Stated exercise: Reproduce the material below word for word, omitting the pictures.

---------- Dataset excerpts

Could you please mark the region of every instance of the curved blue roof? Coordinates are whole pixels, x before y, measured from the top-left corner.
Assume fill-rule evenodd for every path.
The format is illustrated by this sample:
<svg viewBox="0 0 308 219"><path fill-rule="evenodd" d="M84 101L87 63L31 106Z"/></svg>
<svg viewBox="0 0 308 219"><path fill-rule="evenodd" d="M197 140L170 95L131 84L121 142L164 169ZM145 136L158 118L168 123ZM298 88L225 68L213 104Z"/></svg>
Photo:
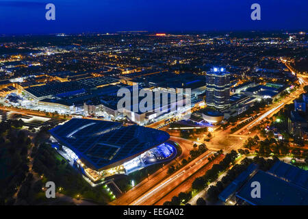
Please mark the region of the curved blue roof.
<svg viewBox="0 0 308 219"><path fill-rule="evenodd" d="M168 133L154 129L83 118L73 118L49 131L96 169L138 155L170 138Z"/></svg>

--------------------

Expected answer:
Could you please mark the region of every instance of the curved blue roof? Coordinates are whole pixels, x before y, measured from the top-left corner.
Assume fill-rule evenodd for every path.
The format is illustrated by this sample:
<svg viewBox="0 0 308 219"><path fill-rule="evenodd" d="M84 101L87 63L31 106Z"/></svg>
<svg viewBox="0 0 308 219"><path fill-rule="evenodd" d="M197 140L170 95L131 84L121 142L164 169ZM145 136L158 118L168 123ZM298 88L225 68L213 104Z"/></svg>
Photo:
Please mark the region of the curved blue roof.
<svg viewBox="0 0 308 219"><path fill-rule="evenodd" d="M168 133L154 129L83 118L73 118L49 131L96 169L138 155L170 138Z"/></svg>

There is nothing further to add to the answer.